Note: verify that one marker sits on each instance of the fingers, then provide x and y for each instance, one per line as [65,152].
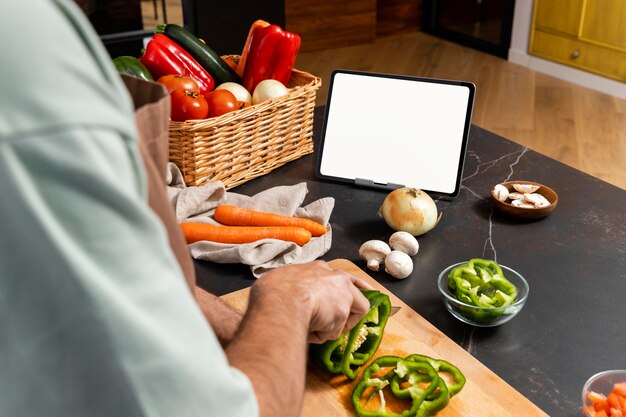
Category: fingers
[360,283]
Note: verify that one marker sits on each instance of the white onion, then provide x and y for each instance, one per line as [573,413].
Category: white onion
[238,90]
[268,89]
[410,210]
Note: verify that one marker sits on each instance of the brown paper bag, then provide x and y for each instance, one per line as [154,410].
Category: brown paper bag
[152,111]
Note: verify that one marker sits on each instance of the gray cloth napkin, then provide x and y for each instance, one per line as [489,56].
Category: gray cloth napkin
[197,204]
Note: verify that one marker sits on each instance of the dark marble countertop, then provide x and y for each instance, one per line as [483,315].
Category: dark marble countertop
[574,323]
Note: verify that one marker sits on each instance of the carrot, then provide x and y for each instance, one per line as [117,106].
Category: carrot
[238,216]
[246,47]
[611,405]
[195,232]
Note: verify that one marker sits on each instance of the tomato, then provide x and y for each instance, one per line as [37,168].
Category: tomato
[231,63]
[243,105]
[178,82]
[221,102]
[188,104]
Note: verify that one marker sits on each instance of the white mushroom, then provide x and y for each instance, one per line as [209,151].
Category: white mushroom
[537,200]
[500,192]
[516,196]
[522,204]
[374,252]
[398,264]
[526,188]
[404,242]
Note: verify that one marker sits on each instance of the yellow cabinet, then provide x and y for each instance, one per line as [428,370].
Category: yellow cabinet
[586,34]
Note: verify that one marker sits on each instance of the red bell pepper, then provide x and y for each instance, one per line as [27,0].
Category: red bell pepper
[163,57]
[272,54]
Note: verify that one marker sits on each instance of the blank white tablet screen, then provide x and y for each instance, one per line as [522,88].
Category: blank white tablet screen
[395,130]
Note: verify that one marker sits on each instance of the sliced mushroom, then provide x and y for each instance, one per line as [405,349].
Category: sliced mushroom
[537,200]
[374,252]
[526,188]
[500,192]
[398,264]
[522,204]
[404,242]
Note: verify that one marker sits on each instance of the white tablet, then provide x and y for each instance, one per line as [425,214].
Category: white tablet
[389,131]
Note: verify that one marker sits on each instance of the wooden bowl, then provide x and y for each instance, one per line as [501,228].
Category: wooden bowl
[527,213]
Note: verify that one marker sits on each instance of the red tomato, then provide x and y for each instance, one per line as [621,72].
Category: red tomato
[178,82]
[221,102]
[188,104]
[243,105]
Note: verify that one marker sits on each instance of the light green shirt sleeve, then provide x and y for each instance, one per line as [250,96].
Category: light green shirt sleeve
[95,316]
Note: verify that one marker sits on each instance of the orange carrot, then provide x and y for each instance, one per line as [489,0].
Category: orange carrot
[238,216]
[195,232]
[246,47]
[608,406]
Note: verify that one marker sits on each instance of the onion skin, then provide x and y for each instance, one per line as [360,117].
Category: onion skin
[410,210]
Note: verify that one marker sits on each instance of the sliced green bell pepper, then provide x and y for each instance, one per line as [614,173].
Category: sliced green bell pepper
[481,283]
[352,349]
[414,378]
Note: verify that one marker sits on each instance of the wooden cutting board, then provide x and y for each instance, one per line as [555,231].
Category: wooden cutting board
[485,394]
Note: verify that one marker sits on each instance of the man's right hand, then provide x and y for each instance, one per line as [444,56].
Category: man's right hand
[330,298]
[288,308]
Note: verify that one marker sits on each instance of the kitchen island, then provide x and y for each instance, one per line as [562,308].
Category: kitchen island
[574,261]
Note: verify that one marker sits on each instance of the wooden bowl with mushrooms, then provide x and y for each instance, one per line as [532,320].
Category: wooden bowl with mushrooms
[524,199]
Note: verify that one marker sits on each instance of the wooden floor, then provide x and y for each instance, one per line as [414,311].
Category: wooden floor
[575,125]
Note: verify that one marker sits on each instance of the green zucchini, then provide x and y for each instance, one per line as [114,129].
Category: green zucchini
[132,66]
[206,57]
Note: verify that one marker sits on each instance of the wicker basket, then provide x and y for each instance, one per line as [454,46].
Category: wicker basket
[242,145]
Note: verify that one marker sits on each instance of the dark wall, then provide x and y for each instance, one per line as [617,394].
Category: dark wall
[224,24]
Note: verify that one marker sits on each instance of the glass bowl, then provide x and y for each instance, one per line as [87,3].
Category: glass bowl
[602,383]
[483,316]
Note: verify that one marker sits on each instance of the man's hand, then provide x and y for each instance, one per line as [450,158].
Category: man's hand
[331,298]
[289,307]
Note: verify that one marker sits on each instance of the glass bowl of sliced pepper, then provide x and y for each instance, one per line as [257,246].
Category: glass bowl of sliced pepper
[482,293]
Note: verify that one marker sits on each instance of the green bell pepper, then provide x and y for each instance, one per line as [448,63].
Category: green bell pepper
[355,347]
[132,66]
[414,378]
[481,283]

____

• **DIRECTION**
Leave out the pictures and reproduce the rest of the listing exactly.

• **RESULT**
Note: verify that one marker sits on each instance of the fingers, then provide x and y for each instance, one per line as [65,152].
Category: fingers
[360,283]
Note: verify that one marker sits on each instance of the white onion, then provide x and y for each instance, one per line as [573,413].
Category: white onion
[238,90]
[268,89]
[410,210]
Note: verify that one marker sits on each instance of the brown paper bag, then provide x and y for each instance, one per line as [154,410].
Category: brown paper bag
[152,111]
Note: verify that one marker sits on each instance of the gray cloth napkin, then provide x and y for each instance, one per line as [489,56].
Category: gray cloth napkin
[197,204]
Note: verify that one marker sits on each instance of the dark marble countertop, then provide x and y for each instance, one per line as [483,315].
Category: dark marble countertop
[574,323]
Note: verify that one marker sits on each instance of the carrot, then provide x and y for each instance, one per line as [117,106].
Category: carrot
[238,216]
[246,47]
[611,405]
[195,232]
Note: verify that one marker sits on each instance of the tomato, then provide x and y for each instance, one per line as [37,168].
Category: tomato
[231,63]
[243,105]
[178,82]
[221,102]
[188,104]
Note: verify that one marker sits on each instance of the white mushroom, then provide x and y for each instance, one per line as [209,151].
Category: white mushroom
[537,200]
[500,192]
[516,196]
[522,204]
[374,252]
[398,264]
[526,188]
[404,242]
Note: verify that one marker sits on each instance of the yellow cabinet, then provide x and y for each instance, one per line as [428,370].
Category: yellow cabinet
[586,34]
Note: verify that one marker sits on each instance of the red bell pepper, then provide x and y for each instance, one per line as [27,0].
Category: red bell pepper
[163,57]
[272,54]
Note: verify that one marker sits on each instance of the blank white tablet screen, then provide x and y for each instance, one per line as [522,88].
Category: blank white tablet screen
[395,130]
Note: verify that one marker sits on each instance of the sliced mushroom, then provide x and y for each instance, one per line as [405,349].
Category: sliced mushroom
[537,200]
[374,252]
[526,188]
[500,192]
[398,264]
[522,204]
[404,242]
Note: verify that one marker sits on each instance of the white tablet, then provide x and y for each instance, one per line as [425,214].
Category: white tablet
[389,131]
Note: verify that one marker sits on each instance of the wooden bowl, then provide x and y for each instance, one per line as [501,228].
Category: wooden bowl
[527,213]
Note: verify that one marker sits on each instance of the red tomato, then provide x and y for each instance, one per line as [621,72].
Category: red tomato
[178,82]
[221,102]
[188,104]
[243,105]
Note: verify that one marker sits on each instance of the light green shirt sleeve, then provide x and y for each instance, one per line as [250,96].
Category: light green shirt sleeve
[95,316]
Note: verify that one marker sits on each instance of the orange carrot, then provide x and y for each instance, one per line as [489,0].
Category: orange carrot
[238,216]
[195,232]
[246,47]
[608,406]
Note: verify that one marker sits on each instance of the onion skin, then provide x and y for each instance, one per line as [360,117].
Category: onion skin
[410,210]
Note: verify that one marker sits on each instance of the sliced green bell pepper, then provide x and y for each instance, one per line as [614,173].
Category: sliced green bell pepper
[481,283]
[352,349]
[414,378]
Note: verify that one marker sits on each instance of the wooden cutting board, then provide x and y for each instance, one per line as [555,231].
Category: wooden cutting board
[485,394]
Note: verify that one marker sits on each instance of the man's right hand, then provide x and y for each instance, one per line as [444,56].
Category: man's right hand
[330,298]
[288,308]
Note: verify that one marker sits on each instance of the kitchen island, then provide x and y for each instance, one per line as [562,308].
Category: kitchen island
[574,261]
Note: verify that one marker sits on each instance of the wooden bowl with mushrooms, then provide x and y for each instance, one per line as [532,320].
Category: wooden bowl with mushrooms
[524,199]
Note: verify that one marker sits on each instance of the wooden floor, then provide x and y for each instance, one per line as [414,311].
Category: wooden floor
[575,125]
Note: verify that one marker sits on each instance of the green zucchini, then provide x and y for each instance, one per line as [114,129].
Category: green zucchini
[132,66]
[206,57]
Note: verify that one marker sits on each instance of the wicker basket, then provide x and y for each instance, one per line as [454,46].
Category: wicker basket
[242,145]
Note: verify that one marker sits on each instance of the dark wall, then provide x and y for each instance, one per line as [617,394].
Category: dark wall
[224,24]
Note: verify that one marker sits on each instance of the glass bowl, then provide x and y for each instance, one per line as [87,3].
Category: glass bowl
[602,383]
[483,316]
Note: verify that one marker sits on each instance of the man's hand, then provide x and y for each instance, one per line as [450,158].
Category: man's hand
[331,298]
[289,307]
Note: verify that one marker sits on each instance of the glass bowl of sliced pepper, then provide x and y for each instance, one per line as [257,246].
Category: glass bowl of sliced pepper
[482,293]
Note: verify that one marker sits on each instance of the green bell pepper, then provide x and y for each instance, one per line as [448,63].
Category: green bell pepper
[355,347]
[132,66]
[414,378]
[481,283]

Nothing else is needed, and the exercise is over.